Referring expression data:
#####
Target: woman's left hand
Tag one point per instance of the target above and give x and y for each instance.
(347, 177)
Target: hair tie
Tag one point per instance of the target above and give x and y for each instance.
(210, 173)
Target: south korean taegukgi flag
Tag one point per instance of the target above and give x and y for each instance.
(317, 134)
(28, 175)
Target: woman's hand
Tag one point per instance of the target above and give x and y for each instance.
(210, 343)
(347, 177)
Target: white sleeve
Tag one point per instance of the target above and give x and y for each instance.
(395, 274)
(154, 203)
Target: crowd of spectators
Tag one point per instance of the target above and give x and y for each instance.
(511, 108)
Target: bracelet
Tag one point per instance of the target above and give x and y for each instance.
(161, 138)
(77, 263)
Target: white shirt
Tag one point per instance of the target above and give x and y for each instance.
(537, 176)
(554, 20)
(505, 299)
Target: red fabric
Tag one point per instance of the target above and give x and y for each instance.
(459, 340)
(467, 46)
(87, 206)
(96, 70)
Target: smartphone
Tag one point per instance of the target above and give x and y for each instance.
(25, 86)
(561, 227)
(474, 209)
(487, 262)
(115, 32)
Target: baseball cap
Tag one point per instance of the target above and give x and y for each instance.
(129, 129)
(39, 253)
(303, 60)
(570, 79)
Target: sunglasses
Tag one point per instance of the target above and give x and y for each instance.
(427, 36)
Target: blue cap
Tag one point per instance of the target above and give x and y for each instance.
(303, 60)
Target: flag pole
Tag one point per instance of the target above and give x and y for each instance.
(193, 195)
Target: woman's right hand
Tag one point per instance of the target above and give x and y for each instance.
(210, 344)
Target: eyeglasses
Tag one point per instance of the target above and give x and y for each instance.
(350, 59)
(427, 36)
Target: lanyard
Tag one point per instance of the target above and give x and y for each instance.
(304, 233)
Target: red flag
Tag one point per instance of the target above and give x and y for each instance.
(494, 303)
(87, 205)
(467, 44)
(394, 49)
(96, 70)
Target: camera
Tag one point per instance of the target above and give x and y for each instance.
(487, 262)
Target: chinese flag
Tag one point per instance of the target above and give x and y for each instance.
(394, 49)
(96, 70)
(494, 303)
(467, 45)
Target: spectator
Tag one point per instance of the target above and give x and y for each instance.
#####
◆ The problem: Give the number of lines in the records where the word "hand" occurs, and add nothing.

◆ Finished exercise: 3